EXERCISE OBJECTIVE
Write out the entries below word for word, leaving nothing out.

INPUT
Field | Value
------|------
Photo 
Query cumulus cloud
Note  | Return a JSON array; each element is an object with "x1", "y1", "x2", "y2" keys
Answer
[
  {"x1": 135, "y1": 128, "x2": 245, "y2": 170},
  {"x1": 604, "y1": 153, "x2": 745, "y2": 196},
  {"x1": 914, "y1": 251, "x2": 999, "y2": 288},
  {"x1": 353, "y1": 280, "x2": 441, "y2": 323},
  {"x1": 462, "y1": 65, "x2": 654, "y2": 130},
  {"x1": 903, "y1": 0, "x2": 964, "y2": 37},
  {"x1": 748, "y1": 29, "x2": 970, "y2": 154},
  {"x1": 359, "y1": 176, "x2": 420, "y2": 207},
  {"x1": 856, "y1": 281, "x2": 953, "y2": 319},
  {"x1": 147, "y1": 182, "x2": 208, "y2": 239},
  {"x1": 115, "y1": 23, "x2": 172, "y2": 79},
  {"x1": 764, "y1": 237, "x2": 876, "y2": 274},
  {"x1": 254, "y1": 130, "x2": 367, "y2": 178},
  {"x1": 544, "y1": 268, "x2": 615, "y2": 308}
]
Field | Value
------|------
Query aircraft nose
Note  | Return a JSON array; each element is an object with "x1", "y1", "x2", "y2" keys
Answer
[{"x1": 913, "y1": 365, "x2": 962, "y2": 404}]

EXERCISE ANSWER
Field | Value
------|------
Photo 
Query cumulus cloud
Note  | Return a JSON array; each element is an object with "x1", "y1", "x2", "y2" keys
Answer
[
  {"x1": 135, "y1": 128, "x2": 245, "y2": 170},
  {"x1": 604, "y1": 153, "x2": 745, "y2": 196},
  {"x1": 914, "y1": 251, "x2": 999, "y2": 288},
  {"x1": 353, "y1": 280, "x2": 441, "y2": 323},
  {"x1": 462, "y1": 65, "x2": 654, "y2": 130},
  {"x1": 903, "y1": 0, "x2": 964, "y2": 37},
  {"x1": 748, "y1": 29, "x2": 970, "y2": 154},
  {"x1": 359, "y1": 176, "x2": 420, "y2": 207},
  {"x1": 856, "y1": 281, "x2": 953, "y2": 319},
  {"x1": 147, "y1": 182, "x2": 208, "y2": 239},
  {"x1": 115, "y1": 23, "x2": 172, "y2": 79},
  {"x1": 764, "y1": 237, "x2": 876, "y2": 274},
  {"x1": 254, "y1": 130, "x2": 367, "y2": 178},
  {"x1": 544, "y1": 268, "x2": 615, "y2": 308}
]
Field | Value
------|------
Query aircraft nose
Note  | Return a JSON array; each element is an object with "x1", "y1", "x2", "y2" keys
Answer
[{"x1": 913, "y1": 365, "x2": 962, "y2": 404}]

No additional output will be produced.